# Problem details
Write out the whole listing word for word.
● ● ● ● ● ● ●
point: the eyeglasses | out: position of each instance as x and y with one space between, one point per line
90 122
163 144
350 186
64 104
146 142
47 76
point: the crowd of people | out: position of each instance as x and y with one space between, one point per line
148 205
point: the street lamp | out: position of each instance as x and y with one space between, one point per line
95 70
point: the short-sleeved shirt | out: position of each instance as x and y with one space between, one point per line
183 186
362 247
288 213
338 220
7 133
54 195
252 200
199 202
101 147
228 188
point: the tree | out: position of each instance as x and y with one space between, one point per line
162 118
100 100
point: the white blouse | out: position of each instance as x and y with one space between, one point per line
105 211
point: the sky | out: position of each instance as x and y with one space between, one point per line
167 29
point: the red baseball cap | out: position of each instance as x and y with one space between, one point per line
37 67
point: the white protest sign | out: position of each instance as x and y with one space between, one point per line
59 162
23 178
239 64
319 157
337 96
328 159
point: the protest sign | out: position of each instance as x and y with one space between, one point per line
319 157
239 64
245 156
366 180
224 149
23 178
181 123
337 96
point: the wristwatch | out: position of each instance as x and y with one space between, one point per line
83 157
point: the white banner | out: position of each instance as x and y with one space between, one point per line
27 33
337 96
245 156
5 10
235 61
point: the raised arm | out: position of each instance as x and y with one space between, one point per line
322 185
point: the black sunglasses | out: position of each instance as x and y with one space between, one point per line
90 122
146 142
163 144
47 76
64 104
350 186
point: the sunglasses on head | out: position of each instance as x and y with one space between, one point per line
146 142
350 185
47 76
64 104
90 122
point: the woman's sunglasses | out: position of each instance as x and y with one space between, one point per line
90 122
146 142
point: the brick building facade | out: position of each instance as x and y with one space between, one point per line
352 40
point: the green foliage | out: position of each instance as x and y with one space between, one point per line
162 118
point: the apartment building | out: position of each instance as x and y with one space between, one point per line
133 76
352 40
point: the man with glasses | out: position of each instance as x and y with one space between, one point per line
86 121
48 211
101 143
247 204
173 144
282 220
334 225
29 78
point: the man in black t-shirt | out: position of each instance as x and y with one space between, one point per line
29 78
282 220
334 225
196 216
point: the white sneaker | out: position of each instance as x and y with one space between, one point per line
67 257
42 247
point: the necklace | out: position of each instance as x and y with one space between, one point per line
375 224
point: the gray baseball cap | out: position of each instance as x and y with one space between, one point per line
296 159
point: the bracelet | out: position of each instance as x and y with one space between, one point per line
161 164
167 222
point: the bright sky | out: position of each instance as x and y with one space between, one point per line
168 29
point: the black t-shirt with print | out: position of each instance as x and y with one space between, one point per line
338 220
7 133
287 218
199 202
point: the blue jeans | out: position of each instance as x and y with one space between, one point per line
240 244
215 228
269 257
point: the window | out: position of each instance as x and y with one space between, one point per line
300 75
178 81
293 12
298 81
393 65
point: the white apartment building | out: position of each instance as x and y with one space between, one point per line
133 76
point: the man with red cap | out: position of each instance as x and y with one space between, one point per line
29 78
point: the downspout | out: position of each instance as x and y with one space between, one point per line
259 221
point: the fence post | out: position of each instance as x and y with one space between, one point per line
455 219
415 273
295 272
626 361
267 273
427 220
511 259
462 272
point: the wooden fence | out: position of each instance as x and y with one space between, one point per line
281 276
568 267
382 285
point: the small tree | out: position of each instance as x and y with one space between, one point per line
● ● ● ● ● ● ●
# Worked answer
point: the eyeglasses | out: position of each instance as x and y with one space between, one point per line
90 122
163 144
350 186
64 104
146 142
47 76
point: the crowd of people | out: position of each instance as x and y with one space between, one point per line
148 205
point: the street lamp | out: position of each instance as x and y with one space between, one point per line
95 70
point: the short-sleeved shirt | out: position of each instance as x and y with one space between, one point per line
183 186
362 247
288 213
338 220
7 133
54 195
252 200
199 202
101 147
228 188
point: the tree | out: position of each instance as x and y with one space between, one point per line
162 118
100 100
point: the white blouse | out: position of each instance as x and y with one space between, one point per line
105 211
point: the sky | out: position of each instance as x and y with one space between, one point per line
167 29
point: the red baseball cap | out: position of each instance as x and y with one space between, one point per line
37 67
point: the white protest sign | out: position of each instance as x and y with one space between, one point per line
59 162
23 178
239 64
319 157
337 96
328 159
point: the protest sign | out: position of each instance as x and y with one space between, one point per line
319 157
239 64
245 156
366 180
224 149
23 178
181 123
337 96
point: the wristwatch | out: position of each instance as x and y with one space between, one point per line
83 157
point: the white banner | out: position of each instance as x and y with one space between, one point per line
27 33
337 96
245 156
5 10
235 61
point: the raised arm | out: position of each instance as x and y with one space between, one point per line
322 185
point: the black sunglasses | out: position of each instance as x and y with one space between, one point per line
90 122
146 142
163 144
47 76
64 104
350 186
point: the sunglasses on head | out: position of each instance as x and y with one space between, one point per line
146 142
350 185
47 76
64 104
90 122
point: the woman's sunglasses | out: position of each instance as x and y with one space between, one point per line
90 122
146 142
point: the brick building facade | out: position of each instance as x and y with one space between, one point per line
352 40
point: the green foliage | out: position of each instance as x and y with one space between, one point per line
162 118
point: the apartment building | out: position of each instance as x and y with one space between, one point per line
133 76
352 40
point: the man with glasses | out: position of each instance as x and y with one space between, one point per line
86 121
48 211
101 143
247 204
173 144
282 220
334 225
29 78
point: the man in black t-shirt | out: position of each instance as x and y with one space between, one point per line
29 78
282 220
334 225
196 216
point: the white sneaker | out: position of each instance as x and y with one space between, one point per line
67 257
42 247
point: the necklace | out: position of each instance as x and y with one space between, one point per line
375 224
point: the gray baseball cap | out: position of each instance as x and y with one space between, one point per line
296 159
point: the bracelet | out: position of each instance as x and y with one space between, one point per line
161 164
167 222
point: the bright sky | out: position of each instance as x and y with one space between, one point per line
168 29
point: the black t-shirt with print | out: position of each instance as x and y with one space between, one point per line
338 220
7 133
287 218
199 202
point: the blue jeans | out: position of each instance as x and y with one space between, one point per line
240 244
215 228
269 257
point: the window | out: position of each instance as x and y with one space between, one point per line
300 75
178 81
293 12
298 81
393 65
point: the white apartment building | out: position of each instance as x and y with one space between, one point per line
133 76
point: the man with red cap | out: position of each instance as x and y with one space between, one point per line
29 78
point: the downspout | out: position of each instance as x and y with one space between, one point per line
259 221
point: the fence post | out: position of each instance as x and y with one space between, one point per line
455 219
415 273
295 272
626 361
267 273
427 220
511 259
462 272
point: the wooden fence | out: position of each instance as x and y with one space between, one point per line
281 276
568 267
382 285
point: the small tree | out: position of each instance as x and y with one space between, one point per line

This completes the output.